Исходный документ>
══════════════════════════════

Послепасхальное. И про любовь
chipka_ne — 16.04.2020Не пишется мне в карантине. Казалось бы — три с лишним часа на дорогу в день экономится, как минимум — вот и садись в освободившееся время за письменный стол да ваяй нетленку рулонами — ан нет...
Во-первых, надо работу как-то работать да на старости лет в предпенсионном возрасте осваивать всякие зумы да майкрософт-тимы — за что мне всё это! — почему нельзя по старинке: пёрышком по бумаге скрипеть (гусиным желательно)! Или по телефону с начальством совещаться — милое дело!
Да и предпасхальную уборку никто не отменял, и тут, несмотря на то, что времени на это образовалось, казалось бы, немеряно, выяснилось, что измерять немеряное время тоже надобно уметь. Я ведь размечталась, что в кои-то веки разберу перед Песахом, как положено все бумаги, конспекты, фотографии, книги, не говоря уж о барахлишке: всё расхламлю-перетряхну-повыбрасываю (и стены побелю!) и встречу праздник в модном минимализме и белоснежных стенах — ага...

══════════════════════════════

Перечень материалов>

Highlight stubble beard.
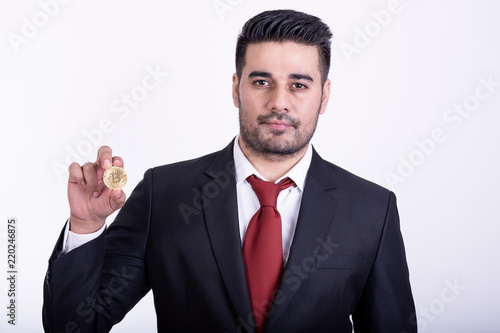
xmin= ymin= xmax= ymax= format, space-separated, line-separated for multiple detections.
xmin=239 ymin=100 xmax=321 ymax=161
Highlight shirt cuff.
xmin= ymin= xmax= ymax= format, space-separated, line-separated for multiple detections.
xmin=61 ymin=219 xmax=106 ymax=254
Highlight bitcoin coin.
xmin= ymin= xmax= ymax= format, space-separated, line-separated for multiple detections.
xmin=102 ymin=166 xmax=127 ymax=190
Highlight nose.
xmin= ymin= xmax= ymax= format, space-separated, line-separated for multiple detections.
xmin=269 ymin=86 xmax=290 ymax=112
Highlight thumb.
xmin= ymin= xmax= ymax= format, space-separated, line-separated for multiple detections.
xmin=109 ymin=189 xmax=126 ymax=210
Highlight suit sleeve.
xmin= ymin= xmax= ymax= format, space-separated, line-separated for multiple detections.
xmin=42 ymin=170 xmax=152 ymax=333
xmin=352 ymin=192 xmax=417 ymax=333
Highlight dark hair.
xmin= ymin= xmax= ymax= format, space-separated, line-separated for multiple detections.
xmin=236 ymin=10 xmax=332 ymax=83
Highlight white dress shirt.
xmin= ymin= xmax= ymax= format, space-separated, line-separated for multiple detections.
xmin=61 ymin=136 xmax=312 ymax=264
xmin=233 ymin=136 xmax=312 ymax=265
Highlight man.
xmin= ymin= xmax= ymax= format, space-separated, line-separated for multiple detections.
xmin=43 ymin=10 xmax=416 ymax=332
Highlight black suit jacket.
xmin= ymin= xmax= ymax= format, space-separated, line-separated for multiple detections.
xmin=43 ymin=141 xmax=416 ymax=333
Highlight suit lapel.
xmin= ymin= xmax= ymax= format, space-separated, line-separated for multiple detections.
xmin=202 ymin=140 xmax=252 ymax=321
xmin=264 ymin=151 xmax=336 ymax=331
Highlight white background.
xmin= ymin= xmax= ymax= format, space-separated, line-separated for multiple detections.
xmin=0 ymin=0 xmax=500 ymax=333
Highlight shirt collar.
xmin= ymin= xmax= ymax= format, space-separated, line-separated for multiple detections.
xmin=233 ymin=135 xmax=312 ymax=191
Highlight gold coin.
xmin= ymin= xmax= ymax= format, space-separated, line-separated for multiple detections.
xmin=102 ymin=166 xmax=127 ymax=190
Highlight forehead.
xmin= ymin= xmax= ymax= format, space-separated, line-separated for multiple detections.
xmin=243 ymin=42 xmax=320 ymax=76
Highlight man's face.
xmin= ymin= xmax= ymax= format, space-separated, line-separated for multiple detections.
xmin=233 ymin=42 xmax=330 ymax=158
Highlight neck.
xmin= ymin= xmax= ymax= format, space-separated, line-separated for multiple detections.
xmin=238 ymin=136 xmax=309 ymax=182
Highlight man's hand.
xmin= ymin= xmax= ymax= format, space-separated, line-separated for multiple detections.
xmin=68 ymin=146 xmax=125 ymax=234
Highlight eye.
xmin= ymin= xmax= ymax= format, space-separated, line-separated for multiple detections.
xmin=254 ymin=80 xmax=269 ymax=86
xmin=292 ymin=82 xmax=307 ymax=90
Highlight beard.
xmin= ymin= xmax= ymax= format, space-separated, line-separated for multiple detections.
xmin=239 ymin=100 xmax=321 ymax=160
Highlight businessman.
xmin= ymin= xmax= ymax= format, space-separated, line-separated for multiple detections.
xmin=43 ymin=10 xmax=416 ymax=333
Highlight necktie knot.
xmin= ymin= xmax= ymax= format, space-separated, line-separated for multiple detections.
xmin=247 ymin=175 xmax=294 ymax=208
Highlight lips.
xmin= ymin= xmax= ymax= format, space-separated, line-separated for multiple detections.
xmin=265 ymin=121 xmax=292 ymax=130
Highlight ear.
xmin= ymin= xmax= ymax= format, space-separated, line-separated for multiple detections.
xmin=319 ymin=79 xmax=331 ymax=114
xmin=232 ymin=73 xmax=240 ymax=108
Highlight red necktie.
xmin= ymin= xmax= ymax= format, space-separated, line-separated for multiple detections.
xmin=243 ymin=175 xmax=294 ymax=332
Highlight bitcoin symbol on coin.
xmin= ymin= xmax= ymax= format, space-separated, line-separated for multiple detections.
xmin=102 ymin=166 xmax=127 ymax=190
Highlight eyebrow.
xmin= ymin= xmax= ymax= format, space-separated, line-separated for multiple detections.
xmin=248 ymin=71 xmax=314 ymax=82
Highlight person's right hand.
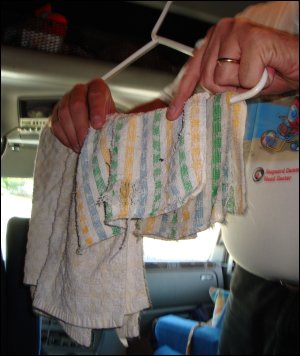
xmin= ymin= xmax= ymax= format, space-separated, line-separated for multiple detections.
xmin=50 ymin=79 xmax=117 ymax=153
xmin=167 ymin=18 xmax=299 ymax=120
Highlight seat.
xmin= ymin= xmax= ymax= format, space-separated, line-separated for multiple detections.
xmin=1 ymin=217 xmax=41 ymax=355
xmin=154 ymin=287 xmax=229 ymax=355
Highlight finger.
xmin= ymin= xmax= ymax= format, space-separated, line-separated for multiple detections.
xmin=50 ymin=122 xmax=71 ymax=148
xmin=200 ymin=19 xmax=240 ymax=93
xmin=166 ymin=43 xmax=205 ymax=121
xmin=49 ymin=103 xmax=71 ymax=148
xmin=58 ymin=91 xmax=80 ymax=153
xmin=88 ymin=79 xmax=117 ymax=129
xmin=69 ymin=84 xmax=90 ymax=147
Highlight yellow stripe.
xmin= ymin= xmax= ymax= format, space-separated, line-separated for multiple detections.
xmin=226 ymin=92 xmax=243 ymax=211
xmin=144 ymin=216 xmax=156 ymax=234
xmin=76 ymin=191 xmax=94 ymax=245
xmin=180 ymin=203 xmax=190 ymax=237
xmin=99 ymin=134 xmax=111 ymax=174
xmin=190 ymin=98 xmax=202 ymax=182
xmin=119 ymin=115 xmax=139 ymax=218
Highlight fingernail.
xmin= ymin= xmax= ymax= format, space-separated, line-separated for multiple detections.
xmin=166 ymin=104 xmax=177 ymax=120
xmin=91 ymin=115 xmax=102 ymax=129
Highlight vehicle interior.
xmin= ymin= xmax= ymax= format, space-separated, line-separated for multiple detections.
xmin=1 ymin=1 xmax=268 ymax=355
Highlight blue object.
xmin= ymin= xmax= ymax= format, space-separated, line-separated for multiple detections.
xmin=154 ymin=308 xmax=225 ymax=355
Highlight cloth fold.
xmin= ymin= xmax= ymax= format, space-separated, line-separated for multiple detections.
xmin=24 ymin=93 xmax=246 ymax=346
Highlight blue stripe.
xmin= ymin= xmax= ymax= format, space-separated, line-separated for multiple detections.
xmin=158 ymin=214 xmax=170 ymax=236
xmin=192 ymin=192 xmax=204 ymax=230
xmin=136 ymin=114 xmax=149 ymax=218
xmin=81 ymin=135 xmax=108 ymax=240
xmin=169 ymin=117 xmax=183 ymax=209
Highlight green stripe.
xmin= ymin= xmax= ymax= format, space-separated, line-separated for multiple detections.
xmin=211 ymin=95 xmax=222 ymax=202
xmin=170 ymin=211 xmax=178 ymax=240
xmin=105 ymin=118 xmax=124 ymax=236
xmin=150 ymin=111 xmax=162 ymax=216
xmin=178 ymin=136 xmax=193 ymax=193
xmin=226 ymin=187 xmax=235 ymax=214
xmin=92 ymin=131 xmax=105 ymax=196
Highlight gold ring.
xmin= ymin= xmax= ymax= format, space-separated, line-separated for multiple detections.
xmin=217 ymin=57 xmax=240 ymax=64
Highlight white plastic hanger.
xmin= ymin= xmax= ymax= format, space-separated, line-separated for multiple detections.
xmin=102 ymin=1 xmax=268 ymax=104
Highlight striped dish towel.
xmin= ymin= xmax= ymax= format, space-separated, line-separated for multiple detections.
xmin=76 ymin=93 xmax=246 ymax=249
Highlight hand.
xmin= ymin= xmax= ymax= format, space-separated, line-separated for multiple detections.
xmin=167 ymin=18 xmax=299 ymax=120
xmin=50 ymin=79 xmax=117 ymax=153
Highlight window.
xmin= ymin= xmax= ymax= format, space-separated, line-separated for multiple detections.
xmin=1 ymin=177 xmax=33 ymax=261
xmin=1 ymin=177 xmax=220 ymax=262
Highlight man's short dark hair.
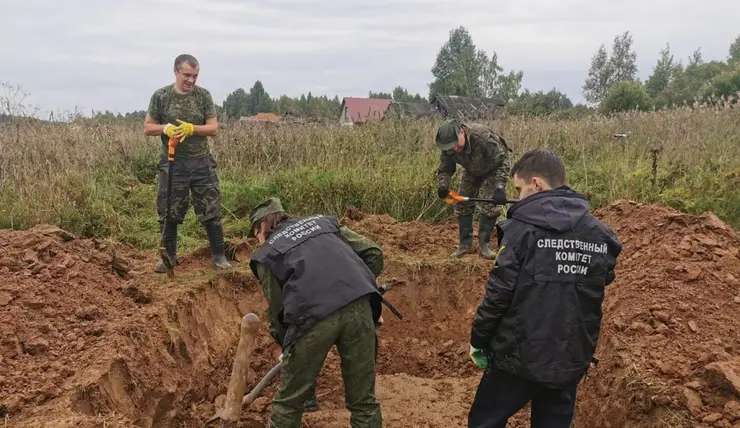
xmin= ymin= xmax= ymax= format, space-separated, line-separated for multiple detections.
xmin=175 ymin=54 xmax=198 ymax=70
xmin=511 ymin=149 xmax=565 ymax=188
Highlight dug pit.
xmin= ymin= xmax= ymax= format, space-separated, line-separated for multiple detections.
xmin=0 ymin=202 xmax=740 ymax=428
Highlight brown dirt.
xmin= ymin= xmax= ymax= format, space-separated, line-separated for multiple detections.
xmin=0 ymin=202 xmax=740 ymax=428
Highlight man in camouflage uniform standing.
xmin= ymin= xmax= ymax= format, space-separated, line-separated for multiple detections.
xmin=248 ymin=198 xmax=383 ymax=428
xmin=436 ymin=119 xmax=511 ymax=260
xmin=144 ymin=54 xmax=231 ymax=273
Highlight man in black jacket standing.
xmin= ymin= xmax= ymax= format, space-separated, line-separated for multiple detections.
xmin=468 ymin=149 xmax=622 ymax=428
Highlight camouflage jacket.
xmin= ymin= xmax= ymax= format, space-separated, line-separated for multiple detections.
xmin=437 ymin=123 xmax=511 ymax=188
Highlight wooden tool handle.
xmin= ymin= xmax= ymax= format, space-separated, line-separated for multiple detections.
xmin=221 ymin=313 xmax=260 ymax=428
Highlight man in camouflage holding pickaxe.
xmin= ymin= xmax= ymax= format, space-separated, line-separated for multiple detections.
xmin=436 ymin=119 xmax=511 ymax=260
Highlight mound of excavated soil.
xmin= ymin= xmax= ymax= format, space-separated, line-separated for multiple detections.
xmin=0 ymin=202 xmax=740 ymax=428
xmin=578 ymin=202 xmax=740 ymax=427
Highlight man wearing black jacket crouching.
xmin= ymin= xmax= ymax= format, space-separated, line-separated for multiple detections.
xmin=468 ymin=149 xmax=622 ymax=428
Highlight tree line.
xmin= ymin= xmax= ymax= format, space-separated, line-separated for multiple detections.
xmin=59 ymin=26 xmax=740 ymax=120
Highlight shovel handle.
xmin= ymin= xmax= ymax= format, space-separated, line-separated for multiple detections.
xmin=220 ymin=313 xmax=259 ymax=427
xmin=167 ymin=137 xmax=180 ymax=162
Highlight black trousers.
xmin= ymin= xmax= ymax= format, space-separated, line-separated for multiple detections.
xmin=468 ymin=366 xmax=578 ymax=428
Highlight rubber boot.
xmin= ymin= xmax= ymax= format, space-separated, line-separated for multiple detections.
xmin=205 ymin=220 xmax=231 ymax=270
xmin=478 ymin=214 xmax=498 ymax=260
xmin=154 ymin=222 xmax=177 ymax=273
xmin=450 ymin=214 xmax=473 ymax=258
xmin=303 ymin=382 xmax=319 ymax=412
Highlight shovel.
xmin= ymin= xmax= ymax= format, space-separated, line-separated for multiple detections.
xmin=159 ymin=138 xmax=180 ymax=278
xmin=444 ymin=189 xmax=519 ymax=205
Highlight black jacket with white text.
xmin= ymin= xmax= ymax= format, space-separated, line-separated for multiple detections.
xmin=470 ymin=186 xmax=622 ymax=388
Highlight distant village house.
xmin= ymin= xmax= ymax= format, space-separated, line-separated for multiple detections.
xmin=339 ymin=95 xmax=506 ymax=126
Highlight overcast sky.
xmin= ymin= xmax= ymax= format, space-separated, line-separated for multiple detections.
xmin=0 ymin=0 xmax=740 ymax=114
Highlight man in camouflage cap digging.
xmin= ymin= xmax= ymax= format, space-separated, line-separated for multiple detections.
xmin=436 ymin=119 xmax=511 ymax=260
xmin=248 ymin=198 xmax=383 ymax=428
xmin=144 ymin=54 xmax=231 ymax=273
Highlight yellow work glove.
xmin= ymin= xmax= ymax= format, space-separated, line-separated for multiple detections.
xmin=162 ymin=123 xmax=177 ymax=138
xmin=175 ymin=119 xmax=195 ymax=141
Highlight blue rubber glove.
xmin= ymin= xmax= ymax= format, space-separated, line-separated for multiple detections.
xmin=470 ymin=345 xmax=488 ymax=369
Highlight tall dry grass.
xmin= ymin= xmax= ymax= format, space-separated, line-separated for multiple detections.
xmin=0 ymin=105 xmax=740 ymax=248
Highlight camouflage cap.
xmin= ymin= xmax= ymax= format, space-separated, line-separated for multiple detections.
xmin=436 ymin=119 xmax=460 ymax=151
xmin=247 ymin=197 xmax=285 ymax=238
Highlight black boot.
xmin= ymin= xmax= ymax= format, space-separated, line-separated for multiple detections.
xmin=478 ymin=214 xmax=498 ymax=260
xmin=154 ymin=222 xmax=177 ymax=273
xmin=205 ymin=220 xmax=231 ymax=270
xmin=303 ymin=382 xmax=319 ymax=412
xmin=450 ymin=214 xmax=473 ymax=258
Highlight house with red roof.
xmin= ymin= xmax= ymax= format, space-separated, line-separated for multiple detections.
xmin=339 ymin=97 xmax=393 ymax=126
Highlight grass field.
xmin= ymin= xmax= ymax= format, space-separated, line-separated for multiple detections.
xmin=0 ymin=102 xmax=740 ymax=249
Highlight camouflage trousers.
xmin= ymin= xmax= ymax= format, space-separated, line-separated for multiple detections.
xmin=269 ymin=297 xmax=383 ymax=428
xmin=454 ymin=169 xmax=506 ymax=217
xmin=157 ymin=154 xmax=221 ymax=224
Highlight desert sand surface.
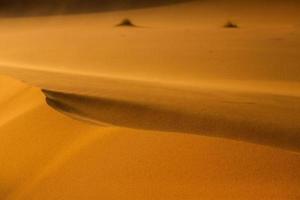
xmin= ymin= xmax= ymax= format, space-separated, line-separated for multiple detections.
xmin=0 ymin=0 xmax=300 ymax=200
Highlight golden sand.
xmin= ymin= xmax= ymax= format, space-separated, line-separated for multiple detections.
xmin=0 ymin=0 xmax=300 ymax=200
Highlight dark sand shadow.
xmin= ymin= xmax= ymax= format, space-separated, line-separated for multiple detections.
xmin=0 ymin=0 xmax=195 ymax=17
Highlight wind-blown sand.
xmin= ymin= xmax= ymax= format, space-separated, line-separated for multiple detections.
xmin=0 ymin=1 xmax=300 ymax=199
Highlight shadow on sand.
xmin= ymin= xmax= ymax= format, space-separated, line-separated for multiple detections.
xmin=0 ymin=0 xmax=194 ymax=17
xmin=42 ymin=90 xmax=300 ymax=152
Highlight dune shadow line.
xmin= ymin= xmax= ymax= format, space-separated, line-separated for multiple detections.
xmin=0 ymin=0 xmax=195 ymax=17
xmin=42 ymin=90 xmax=300 ymax=152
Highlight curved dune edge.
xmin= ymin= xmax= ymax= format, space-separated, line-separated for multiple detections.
xmin=1 ymin=67 xmax=300 ymax=152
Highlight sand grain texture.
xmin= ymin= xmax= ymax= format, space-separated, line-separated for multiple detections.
xmin=0 ymin=0 xmax=300 ymax=200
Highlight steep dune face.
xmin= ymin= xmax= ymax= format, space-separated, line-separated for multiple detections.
xmin=0 ymin=0 xmax=300 ymax=200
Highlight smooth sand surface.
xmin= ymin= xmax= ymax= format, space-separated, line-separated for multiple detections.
xmin=0 ymin=0 xmax=300 ymax=200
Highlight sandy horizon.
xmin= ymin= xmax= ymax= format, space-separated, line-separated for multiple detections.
xmin=0 ymin=0 xmax=300 ymax=200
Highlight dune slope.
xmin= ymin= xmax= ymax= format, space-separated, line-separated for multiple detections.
xmin=0 ymin=0 xmax=300 ymax=200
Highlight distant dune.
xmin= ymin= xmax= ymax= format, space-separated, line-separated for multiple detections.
xmin=0 ymin=0 xmax=191 ymax=17
xmin=0 ymin=0 xmax=300 ymax=200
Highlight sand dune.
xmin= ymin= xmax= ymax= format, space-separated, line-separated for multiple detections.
xmin=1 ymin=66 xmax=300 ymax=151
xmin=0 ymin=0 xmax=300 ymax=200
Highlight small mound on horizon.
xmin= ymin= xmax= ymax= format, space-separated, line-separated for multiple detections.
xmin=117 ymin=18 xmax=136 ymax=27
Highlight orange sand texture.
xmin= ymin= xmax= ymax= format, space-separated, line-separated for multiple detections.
xmin=0 ymin=0 xmax=300 ymax=200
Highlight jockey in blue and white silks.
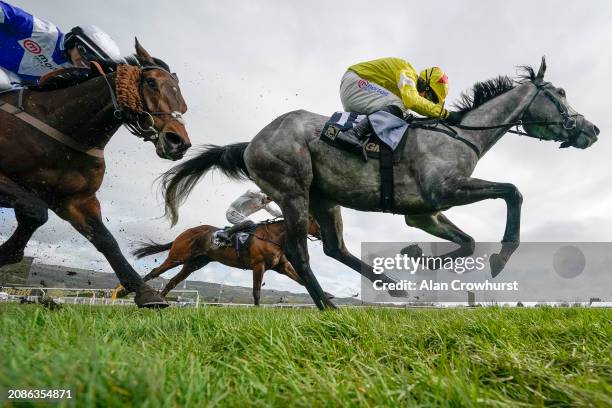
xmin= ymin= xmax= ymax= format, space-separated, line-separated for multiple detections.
xmin=0 ymin=1 xmax=121 ymax=91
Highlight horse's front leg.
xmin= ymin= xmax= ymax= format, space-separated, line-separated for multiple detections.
xmin=0 ymin=173 xmax=48 ymax=266
xmin=252 ymin=262 xmax=266 ymax=306
xmin=402 ymin=212 xmax=475 ymax=259
xmin=55 ymin=195 xmax=168 ymax=308
xmin=310 ymin=197 xmax=408 ymax=297
xmin=429 ymin=178 xmax=523 ymax=277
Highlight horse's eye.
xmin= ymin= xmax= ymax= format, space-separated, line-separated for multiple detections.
xmin=146 ymin=78 xmax=158 ymax=91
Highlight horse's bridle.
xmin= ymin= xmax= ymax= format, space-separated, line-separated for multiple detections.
xmin=92 ymin=62 xmax=185 ymax=142
xmin=416 ymin=79 xmax=584 ymax=157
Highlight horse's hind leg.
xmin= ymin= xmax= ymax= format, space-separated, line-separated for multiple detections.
xmin=253 ymin=263 xmax=266 ymax=306
xmin=0 ymin=174 xmax=48 ymax=266
xmin=310 ymin=198 xmax=407 ymax=297
xmin=430 ymin=178 xmax=523 ymax=277
xmin=402 ymin=212 xmax=475 ymax=259
xmin=273 ymin=256 xmax=336 ymax=309
xmin=142 ymin=258 xmax=181 ymax=282
xmin=161 ymin=257 xmax=210 ymax=296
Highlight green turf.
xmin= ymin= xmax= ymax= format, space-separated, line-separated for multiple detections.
xmin=0 ymin=304 xmax=612 ymax=407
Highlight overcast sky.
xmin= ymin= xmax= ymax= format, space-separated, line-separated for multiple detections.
xmin=0 ymin=0 xmax=612 ymax=295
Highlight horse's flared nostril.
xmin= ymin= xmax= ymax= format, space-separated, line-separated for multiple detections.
xmin=165 ymin=132 xmax=183 ymax=147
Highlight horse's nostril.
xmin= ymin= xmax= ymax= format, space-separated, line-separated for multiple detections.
xmin=166 ymin=132 xmax=183 ymax=146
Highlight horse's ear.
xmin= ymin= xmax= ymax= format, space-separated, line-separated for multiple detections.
xmin=134 ymin=38 xmax=155 ymax=64
xmin=536 ymin=56 xmax=546 ymax=79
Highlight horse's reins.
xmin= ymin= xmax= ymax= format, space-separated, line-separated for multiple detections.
xmin=414 ymin=81 xmax=584 ymax=157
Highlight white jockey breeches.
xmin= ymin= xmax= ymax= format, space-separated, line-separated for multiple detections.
xmin=0 ymin=68 xmax=13 ymax=92
xmin=225 ymin=208 xmax=249 ymax=224
xmin=340 ymin=70 xmax=406 ymax=115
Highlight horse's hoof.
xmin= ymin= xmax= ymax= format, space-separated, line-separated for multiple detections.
xmin=489 ymin=254 xmax=506 ymax=278
xmin=323 ymin=298 xmax=338 ymax=310
xmin=387 ymin=290 xmax=408 ymax=297
xmin=112 ymin=285 xmax=130 ymax=299
xmin=400 ymin=244 xmax=423 ymax=258
xmin=0 ymin=251 xmax=23 ymax=266
xmin=134 ymin=285 xmax=170 ymax=309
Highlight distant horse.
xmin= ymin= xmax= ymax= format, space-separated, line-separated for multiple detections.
xmin=164 ymin=58 xmax=599 ymax=308
xmin=117 ymin=218 xmax=333 ymax=307
xmin=0 ymin=41 xmax=191 ymax=307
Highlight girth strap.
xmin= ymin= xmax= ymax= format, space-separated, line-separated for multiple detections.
xmin=379 ymin=141 xmax=395 ymax=212
xmin=0 ymin=101 xmax=104 ymax=159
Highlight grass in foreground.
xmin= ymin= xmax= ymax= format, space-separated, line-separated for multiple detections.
xmin=0 ymin=304 xmax=612 ymax=407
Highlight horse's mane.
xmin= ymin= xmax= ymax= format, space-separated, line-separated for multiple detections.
xmin=454 ymin=65 xmax=536 ymax=113
xmin=96 ymin=55 xmax=172 ymax=72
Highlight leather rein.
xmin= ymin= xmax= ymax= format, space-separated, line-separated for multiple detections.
xmin=412 ymin=80 xmax=584 ymax=158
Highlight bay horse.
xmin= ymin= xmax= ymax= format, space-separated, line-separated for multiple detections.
xmin=116 ymin=217 xmax=334 ymax=307
xmin=0 ymin=40 xmax=191 ymax=307
xmin=163 ymin=58 xmax=599 ymax=309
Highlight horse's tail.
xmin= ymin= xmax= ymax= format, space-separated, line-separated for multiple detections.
xmin=132 ymin=241 xmax=174 ymax=259
xmin=161 ymin=142 xmax=249 ymax=225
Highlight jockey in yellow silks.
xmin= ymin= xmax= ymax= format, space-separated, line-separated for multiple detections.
xmin=339 ymin=58 xmax=461 ymax=151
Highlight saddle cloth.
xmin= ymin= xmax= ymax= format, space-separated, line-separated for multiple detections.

══════════════════════════════

Письменные задания>
- a) Перепишите из исходного документа отрывок от слов «Да и предпасхальную» до слов «стенах — ага...» включительно.
- b) Сколько времени в день, согласно исходному документу, экономится на дороге во время карантина?
Материалы взяты из другого источника.

Ответы по заданиям>
- a)
Да и предпасхальную уборку никто не отменял, и тут, несмотря на то, что времени на это образовалось, казалось бы, немеряно, выяснилось, что измерять немеряное время тоже надобно уметь. Я ведь размечталась, что в кои-то веки разберу перед Песахом, как положено все бумаги, конспекты, фотографии, книги, не говоря уж о барахлишке: всё расхламлю-перетряхну-повыбрасываю (и стены побелю!) и встречу праздник в модном минимализме и белоснежных стенах — ага...

- b) Три с лишним часа.